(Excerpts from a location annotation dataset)
--- START ---

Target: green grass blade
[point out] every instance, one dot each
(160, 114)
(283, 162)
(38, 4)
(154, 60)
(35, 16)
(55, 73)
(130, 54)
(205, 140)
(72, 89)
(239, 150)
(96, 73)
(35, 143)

--- END ---

▶ **Aim**:
Transcribe the entire listing above line for line, changing nothing.

▶ **The reply**:
Target: green grass blade
[point out] every instance, one dot each
(160, 114)
(283, 162)
(38, 4)
(154, 60)
(35, 16)
(55, 73)
(130, 54)
(205, 140)
(72, 89)
(239, 150)
(96, 73)
(35, 143)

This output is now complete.